[Description of the task] Set out every line of the items below as a Markdown table with the columns Row and Line, numbering the rows and skipping blank lines. Leave the pictures out of the table.

....

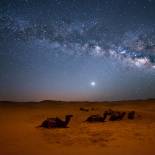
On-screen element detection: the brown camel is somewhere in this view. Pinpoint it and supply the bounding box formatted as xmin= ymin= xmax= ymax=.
xmin=128 ymin=111 xmax=136 ymax=119
xmin=40 ymin=115 xmax=73 ymax=128
xmin=86 ymin=113 xmax=107 ymax=123
xmin=109 ymin=111 xmax=126 ymax=121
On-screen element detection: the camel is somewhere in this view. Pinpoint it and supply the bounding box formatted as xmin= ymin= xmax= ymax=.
xmin=86 ymin=113 xmax=107 ymax=123
xmin=40 ymin=115 xmax=73 ymax=128
xmin=109 ymin=111 xmax=126 ymax=121
xmin=80 ymin=108 xmax=89 ymax=112
xmin=128 ymin=111 xmax=136 ymax=119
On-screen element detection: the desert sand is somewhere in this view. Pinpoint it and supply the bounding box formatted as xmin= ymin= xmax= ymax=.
xmin=0 ymin=100 xmax=155 ymax=155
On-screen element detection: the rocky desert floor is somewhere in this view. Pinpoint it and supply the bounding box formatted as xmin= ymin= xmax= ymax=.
xmin=0 ymin=100 xmax=155 ymax=155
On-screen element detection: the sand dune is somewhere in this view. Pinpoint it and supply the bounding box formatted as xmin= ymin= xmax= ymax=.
xmin=0 ymin=100 xmax=155 ymax=155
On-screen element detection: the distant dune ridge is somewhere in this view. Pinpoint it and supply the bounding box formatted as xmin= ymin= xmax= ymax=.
xmin=0 ymin=99 xmax=155 ymax=155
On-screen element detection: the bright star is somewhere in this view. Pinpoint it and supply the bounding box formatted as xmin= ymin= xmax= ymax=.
xmin=90 ymin=81 xmax=96 ymax=87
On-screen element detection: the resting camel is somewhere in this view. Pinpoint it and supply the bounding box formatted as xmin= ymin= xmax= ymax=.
xmin=109 ymin=112 xmax=126 ymax=121
xmin=40 ymin=115 xmax=73 ymax=128
xmin=86 ymin=112 xmax=108 ymax=123
xmin=128 ymin=111 xmax=136 ymax=119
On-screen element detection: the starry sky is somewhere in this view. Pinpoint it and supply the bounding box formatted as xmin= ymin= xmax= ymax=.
xmin=0 ymin=0 xmax=155 ymax=101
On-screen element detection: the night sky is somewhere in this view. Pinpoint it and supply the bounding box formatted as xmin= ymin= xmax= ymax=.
xmin=0 ymin=0 xmax=155 ymax=101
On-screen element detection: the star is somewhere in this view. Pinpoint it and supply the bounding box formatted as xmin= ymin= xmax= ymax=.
xmin=90 ymin=81 xmax=96 ymax=87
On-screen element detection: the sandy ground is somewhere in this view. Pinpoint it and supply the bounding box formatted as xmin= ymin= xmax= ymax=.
xmin=0 ymin=101 xmax=155 ymax=155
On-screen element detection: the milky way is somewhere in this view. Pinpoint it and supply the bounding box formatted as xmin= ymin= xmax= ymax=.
xmin=0 ymin=0 xmax=155 ymax=100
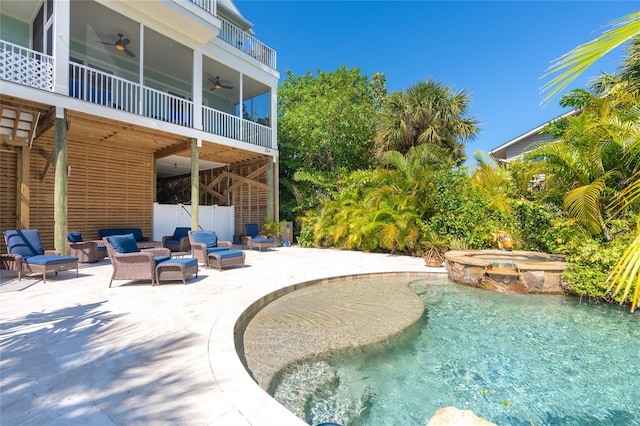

....

[Right answer]
| Row | Line |
|---|---|
| 1 | On-screen element detection: the brown camel is somewhere in this view. Pinpoint it and supply the bounding box formatted as xmin= ymin= xmax= ymax=. |
| 2 | xmin=128 ymin=111 xmax=136 ymax=119 |
| 3 | xmin=40 ymin=115 xmax=73 ymax=128 |
| 4 | xmin=86 ymin=113 xmax=107 ymax=123 |
| 5 | xmin=109 ymin=111 xmax=126 ymax=121 |
| 6 | On-screen element detection: the camel is somewhere in this view. Pinpoint it and supply the bounding box formatted as xmin= ymin= xmax= ymax=. |
| 7 | xmin=86 ymin=113 xmax=107 ymax=123 |
| 8 | xmin=40 ymin=115 xmax=73 ymax=128 |
| 9 | xmin=109 ymin=111 xmax=126 ymax=121 |
| 10 | xmin=80 ymin=108 xmax=89 ymax=112 |
| 11 | xmin=128 ymin=111 xmax=136 ymax=119 |
| 12 | On-screen element detection: the desert sand is somewhere in this view. Pinpoint it and supply the bounding box formatted as xmin= ymin= xmax= ymax=. |
| 13 | xmin=0 ymin=100 xmax=155 ymax=155 |
| 14 | On-screen element detection: the rocky desert floor is somewhere in this view. Pinpoint it and supply the bounding box formatted as xmin= ymin= xmax= ymax=. |
| 15 | xmin=0 ymin=100 xmax=155 ymax=155 |
| 16 | On-screen element detection: the sand dune is somewhere in this view. Pinpoint it and supply the bounding box formatted as xmin= ymin= xmax= ymax=. |
| 17 | xmin=0 ymin=100 xmax=155 ymax=155 |
| 18 | On-screen element detection: the distant dune ridge is somewhere in this view. Pinpoint it and supply the bounding box formatted as xmin= ymin= xmax= ymax=. |
| 19 | xmin=0 ymin=99 xmax=155 ymax=155 |
| 20 | On-screen element detection: the bright star is somewhere in this view. Pinpoint it and supply the bounding box formatted as xmin= ymin= xmax= ymax=. |
| 21 | xmin=90 ymin=81 xmax=96 ymax=87 |
| 22 | On-screen element detection: the resting camel is somewhere in this view. Pinpoint it and supply the bounding box formatted as xmin= ymin= xmax= ymax=. |
| 23 | xmin=109 ymin=112 xmax=126 ymax=121 |
| 24 | xmin=40 ymin=115 xmax=73 ymax=128 |
| 25 | xmin=86 ymin=112 xmax=108 ymax=123 |
| 26 | xmin=128 ymin=111 xmax=136 ymax=119 |
| 27 | On-screen element detection: the starry sky is somewhere in this view. Pinpoint it and supply the bounding box formatted as xmin= ymin= xmax= ymax=. |
| 28 | xmin=0 ymin=0 xmax=155 ymax=101 |
| 29 | On-screen element detection: the night sky is somewhere in this view. Pinpoint it and supply the bounding box formatted as xmin= ymin= xmax= ymax=. |
| 30 | xmin=0 ymin=0 xmax=155 ymax=101 |
| 31 | On-screen element detection: the star is somewhere in this view. Pinpoint it and supply the bounding box formatted as xmin= ymin= xmax= ymax=. |
| 32 | xmin=90 ymin=81 xmax=96 ymax=87 |
| 33 | On-screen element detection: the sandy ground is somewhere in this view. Pinpoint it and supply the bounding box formatted as xmin= ymin= xmax= ymax=. |
| 34 | xmin=0 ymin=101 xmax=155 ymax=155 |
| 35 | On-screen element detection: the milky way is somewhere in this view. Pinpoint it and supply the bounding box formatted as xmin= ymin= xmax= ymax=. |
| 36 | xmin=0 ymin=0 xmax=155 ymax=100 |